Records —
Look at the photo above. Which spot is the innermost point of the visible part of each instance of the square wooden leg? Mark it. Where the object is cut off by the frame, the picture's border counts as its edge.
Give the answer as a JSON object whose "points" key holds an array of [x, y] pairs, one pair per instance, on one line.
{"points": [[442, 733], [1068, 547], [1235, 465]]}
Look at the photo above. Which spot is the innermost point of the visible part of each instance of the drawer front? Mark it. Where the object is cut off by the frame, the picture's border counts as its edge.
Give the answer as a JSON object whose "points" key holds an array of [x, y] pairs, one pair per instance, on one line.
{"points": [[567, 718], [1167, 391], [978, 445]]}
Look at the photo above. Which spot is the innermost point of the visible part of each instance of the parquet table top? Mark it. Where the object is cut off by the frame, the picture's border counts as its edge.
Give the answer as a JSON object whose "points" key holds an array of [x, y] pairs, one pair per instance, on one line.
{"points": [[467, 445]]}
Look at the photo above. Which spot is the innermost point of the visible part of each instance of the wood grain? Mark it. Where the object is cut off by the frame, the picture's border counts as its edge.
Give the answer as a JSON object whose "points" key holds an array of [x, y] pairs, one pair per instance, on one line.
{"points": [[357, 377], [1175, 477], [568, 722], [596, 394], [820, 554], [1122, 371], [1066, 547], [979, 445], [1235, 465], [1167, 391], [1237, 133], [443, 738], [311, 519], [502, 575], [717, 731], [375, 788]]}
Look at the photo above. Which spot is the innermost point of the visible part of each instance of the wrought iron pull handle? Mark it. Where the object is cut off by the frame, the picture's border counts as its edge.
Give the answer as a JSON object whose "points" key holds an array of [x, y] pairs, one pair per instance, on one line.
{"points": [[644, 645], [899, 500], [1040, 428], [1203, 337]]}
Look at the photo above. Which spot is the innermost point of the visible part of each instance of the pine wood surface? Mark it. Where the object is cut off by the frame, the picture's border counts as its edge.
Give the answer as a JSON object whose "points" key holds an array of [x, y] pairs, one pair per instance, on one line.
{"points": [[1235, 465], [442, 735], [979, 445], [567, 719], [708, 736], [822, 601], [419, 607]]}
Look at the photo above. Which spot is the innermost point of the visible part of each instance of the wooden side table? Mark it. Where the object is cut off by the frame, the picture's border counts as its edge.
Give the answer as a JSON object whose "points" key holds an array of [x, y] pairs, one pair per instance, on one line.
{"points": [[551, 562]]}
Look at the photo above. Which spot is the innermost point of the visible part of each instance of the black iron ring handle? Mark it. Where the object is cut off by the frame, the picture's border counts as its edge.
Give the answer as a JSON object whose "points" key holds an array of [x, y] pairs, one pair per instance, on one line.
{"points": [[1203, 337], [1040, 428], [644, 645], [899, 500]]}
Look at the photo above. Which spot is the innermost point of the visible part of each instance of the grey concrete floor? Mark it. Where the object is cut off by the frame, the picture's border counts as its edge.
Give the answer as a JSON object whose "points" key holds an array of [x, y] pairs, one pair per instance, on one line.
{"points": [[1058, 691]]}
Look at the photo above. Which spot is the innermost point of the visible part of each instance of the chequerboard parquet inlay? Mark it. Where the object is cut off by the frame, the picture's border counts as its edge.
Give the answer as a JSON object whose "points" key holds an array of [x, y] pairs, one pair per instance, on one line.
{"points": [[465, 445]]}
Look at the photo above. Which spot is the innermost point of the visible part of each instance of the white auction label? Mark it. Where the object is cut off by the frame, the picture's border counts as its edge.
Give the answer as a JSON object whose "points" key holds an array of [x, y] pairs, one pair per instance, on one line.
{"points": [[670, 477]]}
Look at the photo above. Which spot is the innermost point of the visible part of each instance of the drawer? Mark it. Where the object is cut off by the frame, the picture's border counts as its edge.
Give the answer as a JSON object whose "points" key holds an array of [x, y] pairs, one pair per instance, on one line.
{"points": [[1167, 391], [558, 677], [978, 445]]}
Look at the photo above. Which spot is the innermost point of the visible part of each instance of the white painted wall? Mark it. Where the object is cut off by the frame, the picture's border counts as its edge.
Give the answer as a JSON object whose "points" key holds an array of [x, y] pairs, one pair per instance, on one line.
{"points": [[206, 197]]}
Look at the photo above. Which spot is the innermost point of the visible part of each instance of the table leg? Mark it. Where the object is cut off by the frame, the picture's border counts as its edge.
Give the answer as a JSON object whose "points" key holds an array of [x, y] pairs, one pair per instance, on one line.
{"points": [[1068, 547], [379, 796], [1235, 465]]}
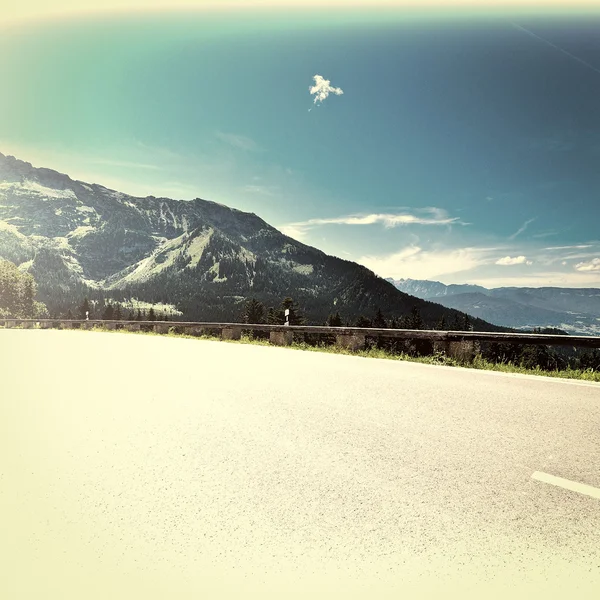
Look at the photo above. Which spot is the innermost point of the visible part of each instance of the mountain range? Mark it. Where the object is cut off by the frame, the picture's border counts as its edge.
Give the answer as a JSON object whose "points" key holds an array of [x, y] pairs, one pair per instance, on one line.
{"points": [[200, 258], [574, 310]]}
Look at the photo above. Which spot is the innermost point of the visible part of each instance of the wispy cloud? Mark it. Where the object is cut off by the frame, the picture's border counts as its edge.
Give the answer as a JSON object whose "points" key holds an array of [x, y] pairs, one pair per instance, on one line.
{"points": [[436, 216], [415, 263], [124, 164], [263, 190], [565, 52], [238, 141], [521, 229], [592, 265], [509, 260], [322, 89], [576, 247]]}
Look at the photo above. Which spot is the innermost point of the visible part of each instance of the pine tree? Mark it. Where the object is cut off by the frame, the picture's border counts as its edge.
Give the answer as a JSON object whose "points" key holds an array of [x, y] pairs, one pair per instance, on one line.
{"points": [[28, 297], [108, 314], [334, 320], [84, 308], [254, 312], [362, 321], [275, 317], [295, 316], [415, 321], [467, 326], [379, 320]]}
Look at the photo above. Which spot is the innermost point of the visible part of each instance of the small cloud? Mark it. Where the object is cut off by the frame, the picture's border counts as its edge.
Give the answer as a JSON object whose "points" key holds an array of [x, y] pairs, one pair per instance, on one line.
{"points": [[260, 189], [578, 247], [416, 263], [323, 88], [436, 216], [508, 260], [238, 141], [521, 229], [592, 265]]}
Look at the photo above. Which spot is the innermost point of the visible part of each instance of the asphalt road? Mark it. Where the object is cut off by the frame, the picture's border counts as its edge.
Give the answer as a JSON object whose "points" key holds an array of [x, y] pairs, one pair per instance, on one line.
{"points": [[146, 467]]}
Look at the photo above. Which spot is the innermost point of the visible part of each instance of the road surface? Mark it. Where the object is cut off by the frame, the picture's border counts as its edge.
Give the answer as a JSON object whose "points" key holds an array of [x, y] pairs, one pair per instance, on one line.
{"points": [[148, 467]]}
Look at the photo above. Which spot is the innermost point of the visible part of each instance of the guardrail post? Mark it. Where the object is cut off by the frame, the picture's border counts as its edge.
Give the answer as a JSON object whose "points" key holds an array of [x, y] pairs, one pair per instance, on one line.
{"points": [[462, 351], [231, 333], [352, 341], [281, 338]]}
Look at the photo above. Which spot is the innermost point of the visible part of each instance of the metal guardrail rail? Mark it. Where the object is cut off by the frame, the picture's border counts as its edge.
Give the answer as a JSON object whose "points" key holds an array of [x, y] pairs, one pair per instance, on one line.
{"points": [[347, 336]]}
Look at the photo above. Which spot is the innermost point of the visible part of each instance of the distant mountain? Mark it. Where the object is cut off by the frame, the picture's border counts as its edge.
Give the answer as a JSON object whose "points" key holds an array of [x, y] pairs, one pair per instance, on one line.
{"points": [[198, 256], [433, 289], [576, 310]]}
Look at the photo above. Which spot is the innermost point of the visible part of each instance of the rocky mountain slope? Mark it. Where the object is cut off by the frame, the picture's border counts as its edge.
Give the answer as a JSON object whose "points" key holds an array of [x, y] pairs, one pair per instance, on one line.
{"points": [[575, 310], [201, 257]]}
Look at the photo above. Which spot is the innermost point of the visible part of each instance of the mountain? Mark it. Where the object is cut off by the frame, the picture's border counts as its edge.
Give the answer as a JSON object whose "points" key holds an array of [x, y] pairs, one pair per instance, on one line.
{"points": [[198, 257], [433, 289], [575, 310]]}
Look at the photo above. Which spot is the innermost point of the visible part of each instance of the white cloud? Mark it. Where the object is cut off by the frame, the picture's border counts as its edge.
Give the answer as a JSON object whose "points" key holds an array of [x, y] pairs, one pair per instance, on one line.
{"points": [[238, 141], [415, 263], [437, 216], [521, 229], [578, 247], [508, 260], [323, 88], [593, 265]]}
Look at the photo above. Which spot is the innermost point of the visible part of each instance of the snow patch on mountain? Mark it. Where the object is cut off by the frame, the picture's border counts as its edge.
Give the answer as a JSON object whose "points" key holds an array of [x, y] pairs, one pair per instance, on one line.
{"points": [[27, 187]]}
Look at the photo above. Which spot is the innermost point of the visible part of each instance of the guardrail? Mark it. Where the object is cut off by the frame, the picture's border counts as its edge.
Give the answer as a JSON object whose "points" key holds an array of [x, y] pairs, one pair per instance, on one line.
{"points": [[352, 338]]}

Aim of the task — Begin with the first line of the listing and copy exactly through the line that contains "the drawer front?", please, keeping both ends and leaving out everything after.

Finished exercise —
Look at the photo above. Which spot is the innermost point of the visible part of each instance of the square wooden leg? Mark it. Where the object is cut off by the frame, the picture's border counts as its edge.
Give the answer as a JSON object whose "points" key holds an array of [x, y] pairs, one pair per instance, on one line.
{"points": [[442, 733], [1068, 547], [1235, 465]]}
Look at the photo above. Which spot is the innermost point of the visible part of each instance of the drawer front? Mark it. Where the object is cut off by the frame, the picture's border counts as its edge.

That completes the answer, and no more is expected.